- **GIVEN PASSAGE**:
Q1: What are the potential problems when a DBMS executes multiple transactions concurrently?

Question:
What are the potential problems when a DBMS executes multiple transactions concurrently?

1. Phantom problem
2. The dirty read problem
3. Unrepeatable read problem
4. All of the above

Answer: Option (d) All of the above

Solution:

The above-mentioned problems and the lost update problem are effects of executing multiple transactions concurrently in a DBMS. Let’s break them down:

• Dirty Read: A transaction reads uncommitted changes from another transaction. If the other transaction rolls back, the read data becomes invalid.
• Unrepeatable Read: A transaction reads the same data twice but gets different results due to updates by another transaction.
• Phantom Problem: A transaction reads a set of rows that satisfy a condition, but another transaction inserts/deletes rows, causing inconsistent results.

Example:

• Transaction T1 updates a record but does not commit. Transaction T2 reads this uncommitted data. If T1 rolls back, T2’s data is inconsistent (Dirty Read).
• Transaction T1 reads all rows where salary > 50,000. If Transaction T2 inserts a new row with salary > 50,000, T1’s query returns inconsistent results (Phantom Problem).

Q2: Assume transaction A holds a shared lock on R. If transaction B also requests a shared lock on R, it will:

Question:
Assume transaction A holds a shared lock on R. If transaction B also requests for a shared lock on R, it will:

1. Result in a deadlock situation
2. Immediately be granted
3. Immediately be rejected
4. Be granted as soon as released by A

Answer: Option (b) Immediately be granted

Solution:

Shared locks allow multiple transactions to read the same data item simultaneously without causing inconsistencies. Since both transactions only request a shared lock, they can coexist without any conflict or deadlock.

Example:

• Transaction A locks record R1 for reading. Transaction B also requests a shared lock for R1. Since shared locks do not block read operations, the request is granted immediately.

Q3: Consider the following schedules involving 2 transactions. Which of the following statements are true?

Question:
Schedules:

S1: r1(X); r1(Y); r2(X); r2(Y); w2(Y); w1(X)
S2: r1(X); r2(X); r2(Y); w2(Y); r1(Y); w1(X)

1. Both S1 and S2 are conflict serializable
2. S1 is conflict serializable and S2 is conflict serializable
3. S1 is not conflict serializable and S2 is conflict serializable
4. Both S1 and S2 are not conflict serializable

Answer: Option (c) S1 is not conflict serializable, and S2 is conflict serializable

Solution:

To determine conflict serializability, we construct a precedence (or dependency) graph for both schedules:

Schedule S1:

• r1(X) → w2(Y): Transaction T1 reads X before T2 writes to Y. No conflict.

- **REQUIREMENT A**:
Condense the paragraph in the transactions quiz above that begins "Shared locks allow multiple transactions" into a single sentence that keeps its main facts.
- **REQUIREMENT B**:
Give the lines of the rows below as a Markdown table with the columns Nr and Line. Start at the line containing "Please indicate the number", continue through the end of the rows, include both ends, and leave out blank lines.

- **INFORMATION PROVIDED**:
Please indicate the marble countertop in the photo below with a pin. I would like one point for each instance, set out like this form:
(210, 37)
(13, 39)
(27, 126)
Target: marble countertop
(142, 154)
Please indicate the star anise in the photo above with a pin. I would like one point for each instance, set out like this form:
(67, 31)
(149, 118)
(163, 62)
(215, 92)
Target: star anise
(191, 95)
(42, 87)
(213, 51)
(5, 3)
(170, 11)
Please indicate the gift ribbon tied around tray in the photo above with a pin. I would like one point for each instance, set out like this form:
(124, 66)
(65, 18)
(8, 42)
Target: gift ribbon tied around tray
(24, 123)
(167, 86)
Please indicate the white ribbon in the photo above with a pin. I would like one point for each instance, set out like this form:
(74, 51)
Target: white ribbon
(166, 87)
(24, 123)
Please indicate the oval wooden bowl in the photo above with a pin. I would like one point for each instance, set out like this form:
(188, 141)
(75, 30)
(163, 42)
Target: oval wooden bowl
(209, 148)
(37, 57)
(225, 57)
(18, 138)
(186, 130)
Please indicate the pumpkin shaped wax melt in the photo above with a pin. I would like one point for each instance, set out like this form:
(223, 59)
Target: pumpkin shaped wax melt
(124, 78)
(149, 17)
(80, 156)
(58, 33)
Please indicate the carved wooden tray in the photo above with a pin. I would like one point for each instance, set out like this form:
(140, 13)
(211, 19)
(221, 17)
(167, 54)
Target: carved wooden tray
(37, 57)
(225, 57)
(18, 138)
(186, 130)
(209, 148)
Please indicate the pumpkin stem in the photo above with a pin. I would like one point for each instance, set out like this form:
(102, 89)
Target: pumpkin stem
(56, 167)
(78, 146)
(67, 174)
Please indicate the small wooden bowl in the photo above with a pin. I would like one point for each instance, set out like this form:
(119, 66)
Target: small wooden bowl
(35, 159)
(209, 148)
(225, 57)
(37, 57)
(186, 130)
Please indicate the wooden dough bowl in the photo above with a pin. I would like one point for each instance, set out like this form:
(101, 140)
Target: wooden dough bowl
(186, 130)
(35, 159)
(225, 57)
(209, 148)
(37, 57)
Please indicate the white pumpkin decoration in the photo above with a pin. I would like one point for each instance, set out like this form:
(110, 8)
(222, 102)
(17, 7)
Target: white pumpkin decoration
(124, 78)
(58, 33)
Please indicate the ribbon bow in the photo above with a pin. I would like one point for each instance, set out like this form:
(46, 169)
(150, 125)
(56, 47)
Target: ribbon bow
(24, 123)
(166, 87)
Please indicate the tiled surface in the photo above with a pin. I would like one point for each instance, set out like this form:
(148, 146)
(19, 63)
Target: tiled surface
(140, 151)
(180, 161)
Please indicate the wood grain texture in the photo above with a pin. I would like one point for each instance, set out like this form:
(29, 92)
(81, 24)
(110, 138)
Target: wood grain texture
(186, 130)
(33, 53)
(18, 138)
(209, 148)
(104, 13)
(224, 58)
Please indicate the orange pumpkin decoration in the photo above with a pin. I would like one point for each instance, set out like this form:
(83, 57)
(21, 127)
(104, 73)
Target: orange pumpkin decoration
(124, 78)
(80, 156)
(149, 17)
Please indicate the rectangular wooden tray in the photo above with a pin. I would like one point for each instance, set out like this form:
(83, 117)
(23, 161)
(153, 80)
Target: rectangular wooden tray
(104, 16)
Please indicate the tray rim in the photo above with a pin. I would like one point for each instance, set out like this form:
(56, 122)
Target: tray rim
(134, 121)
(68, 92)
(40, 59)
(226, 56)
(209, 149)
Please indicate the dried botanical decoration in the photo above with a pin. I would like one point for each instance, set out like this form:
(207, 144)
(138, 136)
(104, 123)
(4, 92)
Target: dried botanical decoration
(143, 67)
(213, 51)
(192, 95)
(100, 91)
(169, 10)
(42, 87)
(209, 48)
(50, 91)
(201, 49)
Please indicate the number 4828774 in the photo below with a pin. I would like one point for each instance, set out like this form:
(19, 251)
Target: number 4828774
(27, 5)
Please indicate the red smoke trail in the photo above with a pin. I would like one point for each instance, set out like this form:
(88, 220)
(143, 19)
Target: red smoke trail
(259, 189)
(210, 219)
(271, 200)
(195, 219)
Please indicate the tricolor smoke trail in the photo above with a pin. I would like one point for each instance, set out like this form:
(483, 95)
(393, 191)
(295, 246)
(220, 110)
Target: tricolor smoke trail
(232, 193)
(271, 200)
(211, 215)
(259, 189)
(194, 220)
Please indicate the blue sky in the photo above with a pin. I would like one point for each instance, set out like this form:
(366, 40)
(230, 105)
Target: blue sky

- **WRITTEN ANSWER A**:
Shared locks let several transactions read the same data item at once without inconsistency, so two transactions that each request only a shared lock can coexist with no conflict or deadlock.

- **WRITTEN ANSWER B**:
| Nr | Line |
|---|---|
| 1 | Please indicate the number 4828774 in the photo below with a pin. I would like one point for each instance, set out like this form: |
| 2 | (19, 251) |
| 3 | Target: number 4828774 |
| 4 | (27, 5) |
| 5 | Please indicate the red smoke trail in the photo above with a pin. I would like one point for each instance, set out like this form: |
| 6 | (88, 220) |
| 7 | (143, 19) |
| 8 | Target: red smoke trail |
| 9 | (259, 189) |
| 10 | (210, 219) |
| 11 | (271, 200) |
| 12 | (195, 219) |
| 13 | Please indicate the tricolor smoke trail in the photo above with a pin. I would like one point for each instance, set out like this form: |
| 14 | (483, 95) |
| 15 | (393, 191) |
| 16 | (295, 246) |
| 17 | (220, 110) |
| 18 | Target: tricolor smoke trail |
| 19 | (232, 193) |
| 20 | (271, 200) |
| 21 | (211, 215) |
| 22 | (259, 189) |
| 23 | (194, 220) |
| 24 | Please indicate the blue sky in the photo above with a pin. I would like one point for each instance, set out like this form: |
| 25 | (366, 40) |
| 26 | (230, 105) |
| 27 | Target: blue sky |